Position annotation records
━━━━━━━━━━━━━━━━━━━━
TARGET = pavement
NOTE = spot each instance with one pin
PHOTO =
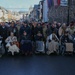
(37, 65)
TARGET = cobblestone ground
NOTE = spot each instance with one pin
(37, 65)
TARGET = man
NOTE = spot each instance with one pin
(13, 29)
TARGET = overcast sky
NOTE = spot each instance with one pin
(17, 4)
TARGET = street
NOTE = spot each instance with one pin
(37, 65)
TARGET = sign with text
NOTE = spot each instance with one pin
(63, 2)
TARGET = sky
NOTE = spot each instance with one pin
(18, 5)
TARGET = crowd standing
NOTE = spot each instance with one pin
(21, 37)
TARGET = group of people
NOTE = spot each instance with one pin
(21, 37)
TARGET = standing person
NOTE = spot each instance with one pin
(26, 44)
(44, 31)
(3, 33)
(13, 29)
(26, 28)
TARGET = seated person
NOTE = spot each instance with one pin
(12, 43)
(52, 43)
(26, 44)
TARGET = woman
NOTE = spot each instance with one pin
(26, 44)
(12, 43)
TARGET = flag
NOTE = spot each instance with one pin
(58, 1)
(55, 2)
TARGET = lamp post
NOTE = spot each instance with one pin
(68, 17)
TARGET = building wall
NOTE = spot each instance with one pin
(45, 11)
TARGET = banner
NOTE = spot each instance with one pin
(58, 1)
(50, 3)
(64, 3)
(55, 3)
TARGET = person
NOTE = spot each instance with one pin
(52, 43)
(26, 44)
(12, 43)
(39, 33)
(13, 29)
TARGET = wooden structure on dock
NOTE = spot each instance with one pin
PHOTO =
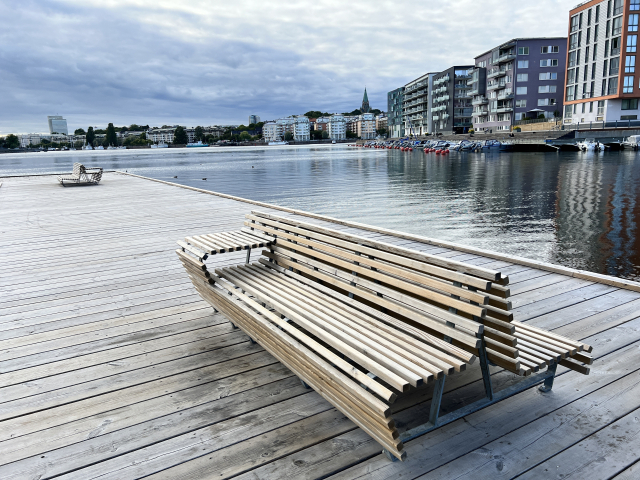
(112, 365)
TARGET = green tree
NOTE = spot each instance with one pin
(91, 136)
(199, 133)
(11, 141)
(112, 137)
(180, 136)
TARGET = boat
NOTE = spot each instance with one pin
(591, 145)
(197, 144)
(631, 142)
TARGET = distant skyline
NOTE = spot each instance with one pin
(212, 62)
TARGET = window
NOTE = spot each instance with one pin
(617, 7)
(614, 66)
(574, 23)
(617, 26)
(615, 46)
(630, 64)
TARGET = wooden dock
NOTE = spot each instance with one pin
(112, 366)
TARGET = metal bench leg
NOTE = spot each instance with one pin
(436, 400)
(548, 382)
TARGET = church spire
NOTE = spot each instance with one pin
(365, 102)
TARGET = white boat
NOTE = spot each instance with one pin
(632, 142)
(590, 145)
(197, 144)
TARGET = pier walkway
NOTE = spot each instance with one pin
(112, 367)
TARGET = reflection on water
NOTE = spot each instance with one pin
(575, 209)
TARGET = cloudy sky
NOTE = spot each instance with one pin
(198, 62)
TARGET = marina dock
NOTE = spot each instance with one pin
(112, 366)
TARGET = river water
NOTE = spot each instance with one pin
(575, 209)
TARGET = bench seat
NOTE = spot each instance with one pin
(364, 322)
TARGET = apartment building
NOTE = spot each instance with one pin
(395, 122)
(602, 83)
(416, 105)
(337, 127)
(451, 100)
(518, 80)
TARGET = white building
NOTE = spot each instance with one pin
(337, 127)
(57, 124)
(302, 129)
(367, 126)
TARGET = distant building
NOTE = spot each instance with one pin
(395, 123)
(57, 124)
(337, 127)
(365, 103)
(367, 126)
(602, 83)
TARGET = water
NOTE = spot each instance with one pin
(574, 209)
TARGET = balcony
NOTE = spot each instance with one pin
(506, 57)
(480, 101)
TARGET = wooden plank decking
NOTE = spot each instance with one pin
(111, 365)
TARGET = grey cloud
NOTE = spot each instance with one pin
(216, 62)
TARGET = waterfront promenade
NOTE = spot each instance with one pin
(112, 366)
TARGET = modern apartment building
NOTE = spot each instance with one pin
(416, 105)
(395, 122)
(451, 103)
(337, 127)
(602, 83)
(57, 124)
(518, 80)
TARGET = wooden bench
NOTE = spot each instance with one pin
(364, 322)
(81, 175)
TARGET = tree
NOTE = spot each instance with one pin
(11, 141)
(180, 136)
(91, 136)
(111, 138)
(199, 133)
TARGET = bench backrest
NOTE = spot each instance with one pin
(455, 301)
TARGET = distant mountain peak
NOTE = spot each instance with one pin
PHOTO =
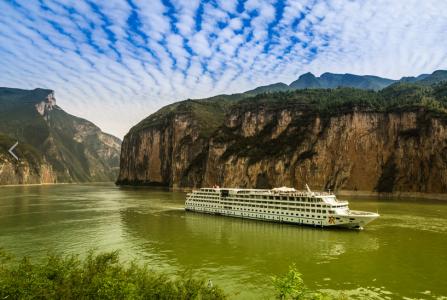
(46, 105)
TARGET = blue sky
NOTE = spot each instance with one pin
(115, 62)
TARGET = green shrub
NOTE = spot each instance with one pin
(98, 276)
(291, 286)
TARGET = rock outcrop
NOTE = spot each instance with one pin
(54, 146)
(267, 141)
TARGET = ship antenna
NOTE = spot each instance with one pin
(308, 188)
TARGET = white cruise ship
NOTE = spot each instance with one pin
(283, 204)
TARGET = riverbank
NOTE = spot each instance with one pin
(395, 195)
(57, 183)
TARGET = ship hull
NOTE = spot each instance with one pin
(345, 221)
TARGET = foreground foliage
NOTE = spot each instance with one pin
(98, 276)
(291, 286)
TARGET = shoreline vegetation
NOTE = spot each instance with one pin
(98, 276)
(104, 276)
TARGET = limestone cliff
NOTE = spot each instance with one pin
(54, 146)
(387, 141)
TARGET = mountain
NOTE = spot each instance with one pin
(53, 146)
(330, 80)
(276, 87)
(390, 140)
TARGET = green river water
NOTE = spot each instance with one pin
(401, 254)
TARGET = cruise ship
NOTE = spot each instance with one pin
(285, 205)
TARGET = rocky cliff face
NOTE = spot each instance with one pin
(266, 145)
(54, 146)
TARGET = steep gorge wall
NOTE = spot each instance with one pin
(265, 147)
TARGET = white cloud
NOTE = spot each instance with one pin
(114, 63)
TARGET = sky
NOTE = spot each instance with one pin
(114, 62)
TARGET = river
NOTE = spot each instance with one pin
━━━━━━━━━━━━━━━━━━━━
▶ **Problem description**
Pull out all of the lines above and reproduce them word for word. Omit the pictures.

▶ **The output**
TARGET = pavement
NOTE = spot each instance with one pin
PHOTO =
(37, 65)
TARGET = cobblestone ground
NOTE = spot each instance with one pin
(37, 65)
TARGET = man
NOTE = spot each instance with one pin
(13, 29)
TARGET = overcast sky
NOTE = spot each instance with one pin
(17, 4)
TARGET = street
NOTE = spot each instance with one pin
(37, 65)
TARGET = sign with text
NOTE = spot each instance with one pin
(63, 2)
TARGET = sky
NOTE = spot each instance with one pin
(18, 5)
TARGET = crowd standing
NOTE = spot each instance with one pin
(21, 37)
TARGET = group of people
NOTE = spot each instance with one pin
(21, 37)
TARGET = standing person
NOTE = spot each instance with one pin
(26, 44)
(44, 31)
(3, 33)
(13, 29)
(26, 28)
TARGET = seated person
NOTE = spot each instance with one pin
(12, 43)
(52, 43)
(26, 44)
TARGET = woman
NOTE = spot each instance with one pin
(26, 44)
(12, 43)
TARGET = flag
NOTE = spot each instance with one pin
(58, 1)
(55, 2)
TARGET = lamp post
NOTE = spot each instance with one pin
(68, 17)
TARGET = building wall
NOTE = spot each instance with one pin
(45, 11)
TARGET = banner
NOTE = spot each instance with one pin
(58, 1)
(50, 3)
(64, 3)
(55, 3)
TARGET = person
NOTE = spot each instance with one pin
(52, 43)
(26, 44)
(12, 43)
(39, 33)
(13, 29)
TARGET = wooden structure on dock
NOTE = spot each instance with one pin
PHOTO =
(112, 365)
TARGET = green tree
NOTE = spot each instance with one pin
(91, 136)
(199, 133)
(11, 141)
(112, 137)
(180, 136)
TARGET = boat
NOTE = spot each instance with one pin
(591, 145)
(197, 144)
(631, 142)
TARGET = distant skyline
NOTE = spot each instance with one pin
(212, 62)
TARGET = window
NOTE = spot each instance with one pin
(617, 7)
(614, 66)
(574, 23)
(617, 26)
(615, 46)
(630, 64)
TARGET = wooden dock
NOTE = spot each instance with one pin
(112, 366)
TARGET = metal bench leg
NOTE = spot each instance with one pin
(436, 400)
(548, 382)
TARGET = church spire
NOTE = spot each instance with one pin
(365, 102)
TARGET = white boat
NOTE = spot each instance with one pin
(632, 142)
(590, 145)
(197, 144)
TARGET = pier walkway
NOTE = spot each instance with one pin
(112, 367)
TARGET = reflection on water
NOTE = spot each instance with one pin
(575, 209)
TARGET = cloudy sky
NOTE = spot each instance with one pin
(198, 62)
TARGET = marina dock
NOTE = spot each instance with one pin
(112, 366)
TARGET = river water
NOTE = spot each instance with one pin
(575, 209)
TARGET = bench seat
NOTE = spot each instance with one pin
(364, 322)
TARGET = apartment building
NOTE = spot each instance with one pin
(395, 122)
(602, 83)
(416, 105)
(337, 127)
(451, 100)
(518, 80)
TARGET = white building
NOTE = spot each instance with one pin
(337, 127)
(57, 124)
(302, 129)
(367, 126)
TARGET = distant building
NOTE = spot each instance with one pin
(395, 123)
(57, 124)
(337, 127)
(365, 103)
(367, 126)
(602, 83)
TARGET = water
NOTE = spot each instance with one pin
(574, 209)
TARGET = balcony
NOTE = spot each instance with one pin
(506, 57)
(480, 101)
TARGET = wooden plank decking
NOTE = spot each instance with one pin
(111, 365)
TARGET = grey cloud
NOTE = spot each instance with one pin
(216, 62)
TARGET = waterfront promenade
NOTE = spot each instance with one pin
(112, 366)
TARGET = modern apartment building
NOTE = spot each instance with one pin
(416, 105)
(395, 122)
(451, 103)
(337, 127)
(602, 83)
(57, 124)
(518, 80)
TARGET = wooden bench
NOTE = spot each instance with one pin
(364, 322)
(81, 175)
TARGET = tree
NOTE = spot each instance with one pin
(11, 141)
(180, 136)
(91, 136)
(111, 138)
(199, 133)
TARGET = bench backrest
NOTE = spot each instance with one pin
(455, 301)
TARGET = distant mountain peak
NOTE = spot each instance with one pin
PHOTO =
(46, 105)
TARGET = blue sky
NOTE = spot each instance with one pin
(115, 62)
TARGET = green shrub
NOTE = spot each instance with one pin
(98, 276)
(291, 286)
TARGET = rock outcrop
NOTE = spot each instance with one pin
(54, 146)
(267, 141)
TARGET = ship antenna
NOTE = spot each instance with one pin
(308, 188)
TARGET = white cruise ship
NOTE = spot each instance with one pin
(283, 204)
TARGET = riverbank
NOTE = spot each instance with one pin
(395, 195)
(57, 183)
TARGET = ship hull
NOTE = spot each instance with one pin
(345, 221)
TARGET = foreground foliage
NOTE = spot each instance with one pin
(98, 276)
(291, 286)
TARGET = shoreline vegetation
NOTE = spot each instance with one pin
(98, 276)
(104, 276)
TARGET = limestone cliff
NOTE = spot each instance with one pin
(54, 146)
(387, 141)
TARGET = mountain
NOTE = spot each instance with one pin
(53, 146)
(330, 80)
(276, 87)
(390, 140)
TARGET = green river water
NOTE = spot each instance with one pin
(401, 254)
TARGET = cruise ship
NOTE = spot each instance with one pin
(285, 205)
TARGET = rocky cliff face
NOTE = spot each instance with one pin
(266, 145)
(54, 146)
TARGET = steep gorge wall
NOTE = spot each instance with one pin
(265, 147)
TARGET = white cloud
NOTE = spot each instance with one pin
(114, 63)
TARGET = sky
NOTE = spot each instance with one pin
(114, 62)
TARGET = river
NOTE = spot each instance with one pin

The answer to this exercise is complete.